Brief → When you copy the records that follow, please keep every word exactly as it is and leave out the pictures.
=== Section Start ===
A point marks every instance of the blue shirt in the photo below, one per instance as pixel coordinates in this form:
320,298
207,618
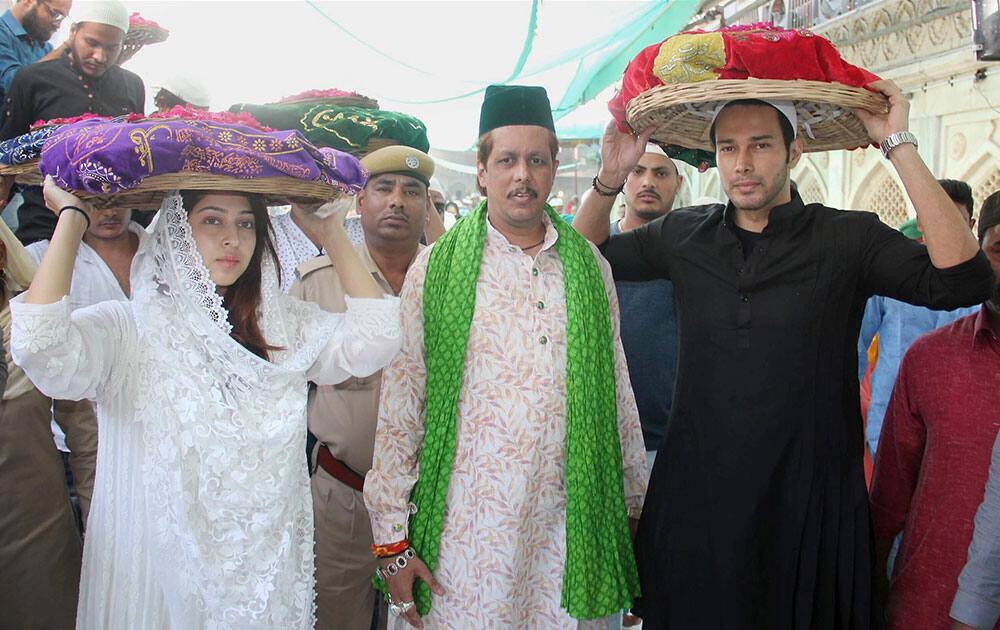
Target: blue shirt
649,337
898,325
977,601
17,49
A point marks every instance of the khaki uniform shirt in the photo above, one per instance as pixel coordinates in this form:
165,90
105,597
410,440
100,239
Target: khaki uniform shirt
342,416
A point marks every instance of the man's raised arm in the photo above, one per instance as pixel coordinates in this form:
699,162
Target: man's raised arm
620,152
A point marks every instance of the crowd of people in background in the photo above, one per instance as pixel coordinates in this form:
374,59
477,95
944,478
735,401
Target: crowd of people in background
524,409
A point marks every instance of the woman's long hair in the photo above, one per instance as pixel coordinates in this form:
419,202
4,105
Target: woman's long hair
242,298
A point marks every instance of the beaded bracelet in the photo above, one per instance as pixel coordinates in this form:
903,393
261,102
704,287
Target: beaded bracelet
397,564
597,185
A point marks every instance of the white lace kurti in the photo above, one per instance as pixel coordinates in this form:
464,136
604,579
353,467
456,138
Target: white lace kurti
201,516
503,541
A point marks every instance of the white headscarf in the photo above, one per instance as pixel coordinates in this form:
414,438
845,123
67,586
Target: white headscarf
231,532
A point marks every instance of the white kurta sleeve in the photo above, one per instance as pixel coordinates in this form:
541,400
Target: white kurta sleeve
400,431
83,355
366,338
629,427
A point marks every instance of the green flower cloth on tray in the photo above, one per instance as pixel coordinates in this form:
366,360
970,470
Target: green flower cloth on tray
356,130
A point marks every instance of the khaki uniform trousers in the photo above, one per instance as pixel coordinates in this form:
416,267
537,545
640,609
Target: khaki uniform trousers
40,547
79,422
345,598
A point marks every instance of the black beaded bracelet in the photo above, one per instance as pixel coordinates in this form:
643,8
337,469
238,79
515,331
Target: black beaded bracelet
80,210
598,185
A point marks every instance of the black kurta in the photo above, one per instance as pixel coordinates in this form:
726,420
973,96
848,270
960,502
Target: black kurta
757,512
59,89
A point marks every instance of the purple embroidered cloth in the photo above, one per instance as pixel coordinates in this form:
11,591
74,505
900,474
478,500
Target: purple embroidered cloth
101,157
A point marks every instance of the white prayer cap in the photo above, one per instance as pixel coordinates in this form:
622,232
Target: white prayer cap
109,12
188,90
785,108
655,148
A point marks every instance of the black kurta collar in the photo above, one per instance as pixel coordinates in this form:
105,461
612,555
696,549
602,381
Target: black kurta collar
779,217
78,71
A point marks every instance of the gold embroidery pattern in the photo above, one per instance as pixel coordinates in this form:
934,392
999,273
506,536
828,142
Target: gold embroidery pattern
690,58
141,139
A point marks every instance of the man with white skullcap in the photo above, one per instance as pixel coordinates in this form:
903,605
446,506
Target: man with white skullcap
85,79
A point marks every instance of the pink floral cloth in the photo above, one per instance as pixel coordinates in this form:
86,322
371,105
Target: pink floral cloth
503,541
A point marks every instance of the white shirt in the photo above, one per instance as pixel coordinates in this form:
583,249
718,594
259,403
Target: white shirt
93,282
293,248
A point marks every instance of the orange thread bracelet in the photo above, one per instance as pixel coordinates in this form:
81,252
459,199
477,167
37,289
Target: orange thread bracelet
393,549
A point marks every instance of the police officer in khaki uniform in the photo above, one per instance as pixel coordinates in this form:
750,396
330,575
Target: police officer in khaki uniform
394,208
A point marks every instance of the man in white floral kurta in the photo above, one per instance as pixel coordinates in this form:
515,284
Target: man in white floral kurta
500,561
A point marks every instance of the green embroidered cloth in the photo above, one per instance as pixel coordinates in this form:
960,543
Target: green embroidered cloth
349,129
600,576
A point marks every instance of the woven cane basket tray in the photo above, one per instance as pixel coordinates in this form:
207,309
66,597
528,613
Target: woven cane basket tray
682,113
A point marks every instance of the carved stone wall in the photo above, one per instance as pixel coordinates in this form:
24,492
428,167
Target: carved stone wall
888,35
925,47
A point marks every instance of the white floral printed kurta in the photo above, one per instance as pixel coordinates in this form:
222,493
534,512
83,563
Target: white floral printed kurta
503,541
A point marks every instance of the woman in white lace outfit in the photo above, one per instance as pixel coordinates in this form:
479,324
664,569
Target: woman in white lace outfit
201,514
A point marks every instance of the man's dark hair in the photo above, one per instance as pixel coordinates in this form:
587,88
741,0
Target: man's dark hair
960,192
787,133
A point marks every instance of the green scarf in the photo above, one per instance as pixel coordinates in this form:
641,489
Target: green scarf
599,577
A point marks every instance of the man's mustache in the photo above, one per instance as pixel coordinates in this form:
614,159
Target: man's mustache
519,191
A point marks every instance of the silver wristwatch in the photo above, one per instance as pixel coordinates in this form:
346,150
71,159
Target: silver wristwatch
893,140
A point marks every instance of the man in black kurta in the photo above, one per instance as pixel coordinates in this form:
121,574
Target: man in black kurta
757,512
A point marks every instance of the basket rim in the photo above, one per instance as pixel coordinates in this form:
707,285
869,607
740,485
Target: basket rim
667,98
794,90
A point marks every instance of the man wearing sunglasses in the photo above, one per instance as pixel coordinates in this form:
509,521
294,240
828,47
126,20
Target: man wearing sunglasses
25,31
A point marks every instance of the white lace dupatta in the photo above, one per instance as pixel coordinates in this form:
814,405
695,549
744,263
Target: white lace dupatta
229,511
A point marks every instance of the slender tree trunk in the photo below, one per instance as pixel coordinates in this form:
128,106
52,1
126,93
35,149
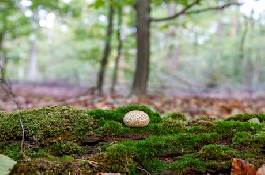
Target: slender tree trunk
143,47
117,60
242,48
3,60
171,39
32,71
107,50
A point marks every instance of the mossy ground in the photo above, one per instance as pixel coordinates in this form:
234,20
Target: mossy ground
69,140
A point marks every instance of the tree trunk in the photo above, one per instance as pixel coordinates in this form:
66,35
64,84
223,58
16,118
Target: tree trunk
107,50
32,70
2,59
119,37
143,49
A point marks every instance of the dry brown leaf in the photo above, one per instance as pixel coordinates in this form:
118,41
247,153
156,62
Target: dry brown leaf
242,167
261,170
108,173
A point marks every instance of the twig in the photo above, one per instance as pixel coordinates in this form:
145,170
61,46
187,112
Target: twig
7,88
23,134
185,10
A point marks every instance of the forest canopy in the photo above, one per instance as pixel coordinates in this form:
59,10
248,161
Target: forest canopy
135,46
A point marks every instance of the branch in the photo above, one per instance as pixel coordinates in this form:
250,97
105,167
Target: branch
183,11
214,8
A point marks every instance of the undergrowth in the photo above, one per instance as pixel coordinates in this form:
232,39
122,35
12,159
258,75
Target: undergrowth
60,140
=== Section End ===
Reply to the task →
A point marks every instance of the blue shirt in the photo below, one per instance as pixel coordinates in this form:
320,298
207,618
Target: blue shirt
649,337
898,325
977,601
17,49
A point marks every instance of the khaki uniform shirt in the photo above, one per instance as pixel coordinates in this form:
165,90
105,597
410,440
100,239
Target: khaki uniform shirt
342,416
A point marks every instance of the man's raised arm in the photo above, one per instance as pixel coordinates in this form:
699,162
Target: man's raised arm
620,152
A point marks every instance of the crowd of people in background in the photo above, one per instance as pixel coordinates in this form:
374,59
477,95
944,478
735,401
Target: crowd of people in background
524,409
A point marks every instance of the woman's long hair in the photo above, one per instance as pixel coordinates in this form:
419,202
4,105
Target: woman's long hair
242,298
A point marks every instance of the beaded bracelet in the photo above, one per instance as pixel coordinates in this form:
903,393
261,102
704,287
Target: beaded bracelet
397,564
597,185
A point marks every instance of the white lace kurti in the photo above, one per instance as pixel coordinates in this form:
464,136
604,579
353,467
456,138
Target: white lace kurti
201,516
503,541
A point marks every instance of the white headscarf in the photo above, one per instance as pixel coordinates in this form:
414,438
845,123
67,586
Target: white headscarf
231,532
A point marks every instance of the white kurta sleeve in the photo above, one per instance as pixel coordinates in this form:
541,400
Target: white kurta sleeve
400,431
83,355
366,338
629,427
A point marks every instance of the green flower cloth on tray in the photo above, one per instance as pixel coordinates in this form:
366,360
970,470
Target: green flower cloth on tray
356,130
A point marks every instance of the khaki uniform trousers in the photo above, one per instance as pixel coordinates in this form:
416,267
537,545
640,609
Target: khaki uniform trousers
40,547
79,422
345,598
A point marks every instance of the black beaded bracelet in the photo above, one per instance as pixel coordinates in this form:
643,8
337,469
238,79
515,331
Target: black beaded bracelet
80,210
598,185
A point marks every instance of the black kurta in the photo above, one per instance as pixel coordinates in this form:
726,420
973,96
848,270
960,502
Target: black kurta
757,512
59,89
A point marks every instance of the purple embroidered cloth in the photo above, one per instance as pixel coordinates in this form:
11,591
74,505
900,474
478,500
Target: purple embroidered cloth
101,157
A point marks every instance of the white prayer cap in the photo above, one per instance as pixel coordinates in this form:
622,232
Target: white prayer cap
109,12
188,90
785,108
655,148
A point marks every instance of the black kurta collar in the photo above, one per instance as pixel coordinates in this form:
105,461
612,555
696,549
602,381
Target: black kurta collar
779,217
78,71
A point marks every instance of the gold embroidery pattern in the photo above, one per instance as pixel coordinates in this form:
934,392
999,273
506,536
828,142
Target: gold embroidery pattern
690,58
141,139
A point marks every instance of the man with white skullcap in the photo above, one per instance as pixel coordinates in this form:
903,605
446,506
Target: man with white skullcap
85,79
A point marks every instance of the pink floral cloth in the photo above, one per instance as pixel coordinates in this form:
86,322
371,105
Target: pink floral cloth
503,541
A point marks every instance of the white shirt in the photo above, one per instance as pixel coordinates in this form:
583,249
718,594
259,403
Target: white shirt
93,282
293,248
A point marks every instance of the orange thread bracelet in the photo above, one per instance as pixel coordinates in this form:
81,252
459,199
477,167
37,289
Target: orange thread bracelet
393,549
A point marks every instance of the police officer in khaki uniform in the photo above, one per instance as pixel coordinates in this form:
750,396
330,575
Target: police officer in khaki uniform
394,208
A point marks every instance of the man in white floral kurta in the photo above, one per instance as pixel coordinates in this form:
515,284
Target: man in white floral kurta
500,561
A point marks every instance of the green embroidered cloth in the photo above, one per instance as pixel coordinates in this form:
960,543
Target: green embroidered cloth
349,129
600,576
A point marks every instance of the woven cane basket tray in the photo above, one per instance as pixel coordinates in this form:
207,309
66,597
528,613
Target: woven cane basket tray
682,113
A point marks every instance of the carved stone wall in the photo above, one per instance as pixel coordinates in this form:
24,492
428,167
Target: carved stone wall
888,35
925,47
A point marks every instance of the white floral printed kurta in the photo above, one per instance as pixel coordinates in this form:
222,493
534,512
83,563
Target: white floral printed kurta
503,541
A point marks every instance of the woman in white lace outfit in the photo above, one per instance as pixel coordinates in this form:
479,324
664,569
Target: woman in white lace outfit
201,514
A point marks every instance of the man's dark hair in the photo above, one per instance as pixel coordinates in this form:
587,88
741,0
Target: man's dark hair
960,192
787,133
A point marks every instance of the green scarf in the photo above, one per instance as pixel coordinates in this form:
641,489
Target: green scarf
599,577
A point marks every instance of the man's mustache in the photo above, one per instance as pixel coordinates in this form:
614,159
Target: man's mustache
519,191
A point marks every instance of the silver wristwatch in the photo above, one per instance as pixel coordinates in this form:
346,150
71,159
Target: silver wristwatch
893,140
A point marks every instance of the man in black kurta in the photo above, one per instance as pixel coordinates in this form:
121,574
Target: man in black kurta
757,512
A point marks every instance of the basket rim in the photo above, one per instance as pixel coordinates in this form:
707,285
869,607
740,485
Target: basket rim
667,98
794,90
A point marks every instance of the man wearing sunglasses in the photo above, one per instance as pixel coordinates in this form:
509,521
294,240
828,47
126,20
Target: man wearing sunglasses
25,31
A point marks every instance of the white lace dupatta in the photo above, one per instance as pixel coordinates in this form:
814,405
695,549
744,263
Target: white lace dupatta
229,511
A point marks every instance of the slender tree trunk in the photo below, one per instance as pixel coordinates in this form:
128,106
52,1
126,93
35,149
Target: slender tree trunk
143,47
117,60
242,48
3,60
171,39
32,71
107,50
A point marks every instance of the mossy ground in the photo above, one per instance as pixel coordinates in this form:
234,20
Target: mossy ground
69,140
A point marks every instance of the tree trunk in the photo above, one per instance as pixel coordinates in this form:
66,35
64,84
223,58
16,118
Target: tree trunk
107,50
32,70
2,59
119,37
143,49
A point marks every instance of the dry brown leaf in the photo above, one per instance as pixel coordinates in this form:
118,41
247,153
156,62
Target: dry brown leaf
242,167
261,170
108,173
A point marks every instance of the twig in the photo above, one per instance as pixel coordinates in this form:
145,170
61,46
187,112
Target: twig
7,88
23,134
185,10
A point marks every instance of the forest canopy in the photo above, one per instance as pixel coordinates in this form:
59,10
248,161
Target: forest canopy
135,46
A point marks every instance of the branch in the photo above, one per instance as pixel coordinates in this form:
250,97
105,167
Target: branch
183,11
214,8
A point marks every instance of the undergrowth in the photo above, one per instance as pixel coordinates in this form:
232,39
122,35
12,159
258,75
Target: undergrowth
60,140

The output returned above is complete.